START Task material

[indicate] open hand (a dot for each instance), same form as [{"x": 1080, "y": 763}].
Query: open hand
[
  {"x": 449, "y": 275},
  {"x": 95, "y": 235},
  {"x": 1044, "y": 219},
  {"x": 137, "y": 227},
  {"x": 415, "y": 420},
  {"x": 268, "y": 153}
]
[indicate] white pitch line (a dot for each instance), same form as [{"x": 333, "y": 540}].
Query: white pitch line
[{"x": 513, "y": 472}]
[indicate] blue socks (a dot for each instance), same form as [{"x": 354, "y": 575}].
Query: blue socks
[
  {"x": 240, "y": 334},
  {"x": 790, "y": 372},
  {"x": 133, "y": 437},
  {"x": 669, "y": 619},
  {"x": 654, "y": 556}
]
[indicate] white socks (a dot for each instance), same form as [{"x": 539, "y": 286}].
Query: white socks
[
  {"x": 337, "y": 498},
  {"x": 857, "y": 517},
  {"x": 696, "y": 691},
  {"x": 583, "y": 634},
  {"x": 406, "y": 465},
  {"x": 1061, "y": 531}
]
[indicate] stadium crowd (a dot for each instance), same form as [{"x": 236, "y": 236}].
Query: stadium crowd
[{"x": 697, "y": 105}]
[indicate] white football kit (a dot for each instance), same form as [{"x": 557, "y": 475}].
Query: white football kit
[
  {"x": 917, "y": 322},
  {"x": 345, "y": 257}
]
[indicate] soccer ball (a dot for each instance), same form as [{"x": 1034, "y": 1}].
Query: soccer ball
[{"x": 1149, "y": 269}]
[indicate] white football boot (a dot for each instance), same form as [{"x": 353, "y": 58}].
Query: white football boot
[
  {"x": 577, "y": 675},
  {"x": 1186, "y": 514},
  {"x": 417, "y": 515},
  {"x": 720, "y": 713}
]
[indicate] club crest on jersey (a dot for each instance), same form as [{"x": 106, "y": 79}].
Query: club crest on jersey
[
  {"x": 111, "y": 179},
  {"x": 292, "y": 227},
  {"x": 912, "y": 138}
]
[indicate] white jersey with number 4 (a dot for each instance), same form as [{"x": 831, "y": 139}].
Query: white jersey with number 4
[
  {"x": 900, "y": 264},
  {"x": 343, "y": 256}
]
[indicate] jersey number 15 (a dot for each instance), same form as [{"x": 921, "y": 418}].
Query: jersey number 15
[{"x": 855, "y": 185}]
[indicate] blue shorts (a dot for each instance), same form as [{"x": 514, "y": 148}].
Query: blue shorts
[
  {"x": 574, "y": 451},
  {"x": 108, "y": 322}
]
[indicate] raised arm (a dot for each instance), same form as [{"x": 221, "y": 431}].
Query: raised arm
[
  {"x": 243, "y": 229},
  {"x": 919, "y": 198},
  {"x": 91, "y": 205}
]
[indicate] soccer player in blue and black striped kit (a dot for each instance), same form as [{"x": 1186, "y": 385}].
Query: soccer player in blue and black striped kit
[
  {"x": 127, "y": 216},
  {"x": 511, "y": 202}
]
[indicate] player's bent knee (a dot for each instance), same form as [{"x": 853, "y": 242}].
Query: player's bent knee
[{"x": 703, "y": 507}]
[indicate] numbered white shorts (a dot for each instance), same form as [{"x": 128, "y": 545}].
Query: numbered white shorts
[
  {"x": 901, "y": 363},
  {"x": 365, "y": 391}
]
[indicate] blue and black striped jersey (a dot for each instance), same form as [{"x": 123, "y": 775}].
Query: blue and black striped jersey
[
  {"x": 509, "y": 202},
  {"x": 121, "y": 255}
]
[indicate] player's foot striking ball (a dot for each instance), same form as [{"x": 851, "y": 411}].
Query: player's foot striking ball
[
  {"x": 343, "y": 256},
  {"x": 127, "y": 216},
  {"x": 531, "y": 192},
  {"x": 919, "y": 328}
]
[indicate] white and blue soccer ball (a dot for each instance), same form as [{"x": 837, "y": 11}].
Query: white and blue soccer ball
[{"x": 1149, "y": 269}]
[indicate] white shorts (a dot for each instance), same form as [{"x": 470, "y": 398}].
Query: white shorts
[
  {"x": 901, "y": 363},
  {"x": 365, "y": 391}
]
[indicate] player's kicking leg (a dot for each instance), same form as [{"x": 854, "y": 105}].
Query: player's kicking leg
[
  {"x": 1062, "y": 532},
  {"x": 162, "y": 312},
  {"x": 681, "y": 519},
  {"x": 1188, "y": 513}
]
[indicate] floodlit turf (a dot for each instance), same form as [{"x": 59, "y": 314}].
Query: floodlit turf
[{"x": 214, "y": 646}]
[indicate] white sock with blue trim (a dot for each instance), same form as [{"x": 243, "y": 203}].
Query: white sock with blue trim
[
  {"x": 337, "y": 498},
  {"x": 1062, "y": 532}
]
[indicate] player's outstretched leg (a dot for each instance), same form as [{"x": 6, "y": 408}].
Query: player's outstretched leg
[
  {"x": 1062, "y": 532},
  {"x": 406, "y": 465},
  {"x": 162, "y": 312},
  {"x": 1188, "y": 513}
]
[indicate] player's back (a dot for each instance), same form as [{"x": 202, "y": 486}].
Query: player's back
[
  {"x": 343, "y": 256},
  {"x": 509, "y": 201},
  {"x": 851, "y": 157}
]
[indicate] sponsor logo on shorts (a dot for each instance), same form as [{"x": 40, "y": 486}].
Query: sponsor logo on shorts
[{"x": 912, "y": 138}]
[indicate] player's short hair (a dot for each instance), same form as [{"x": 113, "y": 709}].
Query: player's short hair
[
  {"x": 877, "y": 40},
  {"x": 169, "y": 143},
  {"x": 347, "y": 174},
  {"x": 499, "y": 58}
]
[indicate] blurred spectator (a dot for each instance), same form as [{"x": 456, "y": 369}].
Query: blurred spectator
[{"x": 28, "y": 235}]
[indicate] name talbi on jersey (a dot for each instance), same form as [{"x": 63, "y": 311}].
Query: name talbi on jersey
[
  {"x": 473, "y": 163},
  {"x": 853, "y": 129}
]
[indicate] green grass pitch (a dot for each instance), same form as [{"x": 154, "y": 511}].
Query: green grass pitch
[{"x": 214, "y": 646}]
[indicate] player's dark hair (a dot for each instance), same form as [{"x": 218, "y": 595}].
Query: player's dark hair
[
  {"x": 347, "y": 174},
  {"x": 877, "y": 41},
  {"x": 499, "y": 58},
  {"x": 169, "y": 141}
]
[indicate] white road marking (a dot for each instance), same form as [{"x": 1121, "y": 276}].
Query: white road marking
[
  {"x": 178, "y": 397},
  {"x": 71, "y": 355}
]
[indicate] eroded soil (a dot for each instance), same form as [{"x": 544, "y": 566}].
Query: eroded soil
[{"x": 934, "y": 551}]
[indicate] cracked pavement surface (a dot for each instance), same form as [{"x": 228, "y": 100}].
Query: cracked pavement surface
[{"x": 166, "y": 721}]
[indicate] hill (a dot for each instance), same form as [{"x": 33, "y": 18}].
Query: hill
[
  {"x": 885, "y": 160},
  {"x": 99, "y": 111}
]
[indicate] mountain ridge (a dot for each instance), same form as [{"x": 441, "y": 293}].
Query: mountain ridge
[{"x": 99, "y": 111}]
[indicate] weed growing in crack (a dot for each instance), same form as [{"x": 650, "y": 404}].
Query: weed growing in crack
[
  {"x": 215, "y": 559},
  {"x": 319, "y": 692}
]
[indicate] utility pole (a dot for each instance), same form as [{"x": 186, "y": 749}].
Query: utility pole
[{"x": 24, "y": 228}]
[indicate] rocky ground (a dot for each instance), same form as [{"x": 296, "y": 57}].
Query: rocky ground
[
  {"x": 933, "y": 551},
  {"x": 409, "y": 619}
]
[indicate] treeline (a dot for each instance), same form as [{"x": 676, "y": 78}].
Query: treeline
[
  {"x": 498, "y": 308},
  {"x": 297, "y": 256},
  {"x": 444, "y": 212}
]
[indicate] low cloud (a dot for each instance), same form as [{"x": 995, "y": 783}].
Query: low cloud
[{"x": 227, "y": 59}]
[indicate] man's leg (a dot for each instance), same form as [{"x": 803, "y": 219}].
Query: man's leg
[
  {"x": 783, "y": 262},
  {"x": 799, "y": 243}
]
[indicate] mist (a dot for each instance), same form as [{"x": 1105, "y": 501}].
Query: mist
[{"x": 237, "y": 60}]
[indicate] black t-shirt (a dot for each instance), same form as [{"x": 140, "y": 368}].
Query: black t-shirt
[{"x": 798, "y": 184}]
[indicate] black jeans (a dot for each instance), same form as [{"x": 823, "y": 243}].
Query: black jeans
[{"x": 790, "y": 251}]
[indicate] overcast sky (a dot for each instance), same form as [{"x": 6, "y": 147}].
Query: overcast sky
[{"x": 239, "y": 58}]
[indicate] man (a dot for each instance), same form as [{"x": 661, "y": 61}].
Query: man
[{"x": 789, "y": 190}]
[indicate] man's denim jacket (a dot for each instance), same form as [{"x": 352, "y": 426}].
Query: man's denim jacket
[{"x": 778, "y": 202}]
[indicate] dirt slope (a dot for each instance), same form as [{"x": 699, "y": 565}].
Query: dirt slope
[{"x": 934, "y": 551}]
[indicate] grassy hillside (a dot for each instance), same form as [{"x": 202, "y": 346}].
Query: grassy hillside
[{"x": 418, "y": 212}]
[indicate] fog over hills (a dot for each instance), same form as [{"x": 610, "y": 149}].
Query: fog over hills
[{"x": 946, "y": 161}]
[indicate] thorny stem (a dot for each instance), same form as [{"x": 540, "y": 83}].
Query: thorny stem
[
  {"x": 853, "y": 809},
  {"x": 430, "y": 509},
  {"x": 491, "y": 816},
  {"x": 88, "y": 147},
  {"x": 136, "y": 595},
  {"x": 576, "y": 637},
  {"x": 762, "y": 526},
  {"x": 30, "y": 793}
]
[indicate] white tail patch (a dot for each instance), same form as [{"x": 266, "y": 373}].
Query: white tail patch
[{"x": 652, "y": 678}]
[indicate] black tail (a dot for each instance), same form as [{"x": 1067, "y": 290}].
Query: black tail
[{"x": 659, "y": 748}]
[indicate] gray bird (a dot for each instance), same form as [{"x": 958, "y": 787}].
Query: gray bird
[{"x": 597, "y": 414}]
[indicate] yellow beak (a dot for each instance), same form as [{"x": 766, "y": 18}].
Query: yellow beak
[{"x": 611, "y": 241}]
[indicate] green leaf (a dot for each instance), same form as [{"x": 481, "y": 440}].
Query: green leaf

END Task material

### Stated problem
Rewrite everything from the line containing "[indicate] white tail" down to the last of these lines, putting "orange beak" wherever "yellow beak" appears and keeping the rest unchanged.

### Correct answer
[indicate] white tail patch (a dot for each instance), same form as [{"x": 266, "y": 373}].
Query: white tail patch
[{"x": 652, "y": 678}]
[indicate] black tail (a dot for each instance), same form as [{"x": 1067, "y": 290}].
Query: black tail
[{"x": 659, "y": 748}]
[indicate] gray bird (a dot for each instance), same form as [{"x": 958, "y": 787}].
Query: gray bird
[{"x": 597, "y": 414}]
[indicate] orange beak (a dot for each instance), same form as [{"x": 766, "y": 18}].
Query: orange beak
[{"x": 611, "y": 241}]
[indicate] green leaf (a dot for each instance), same form as [{"x": 481, "y": 440}].
Query: green leaf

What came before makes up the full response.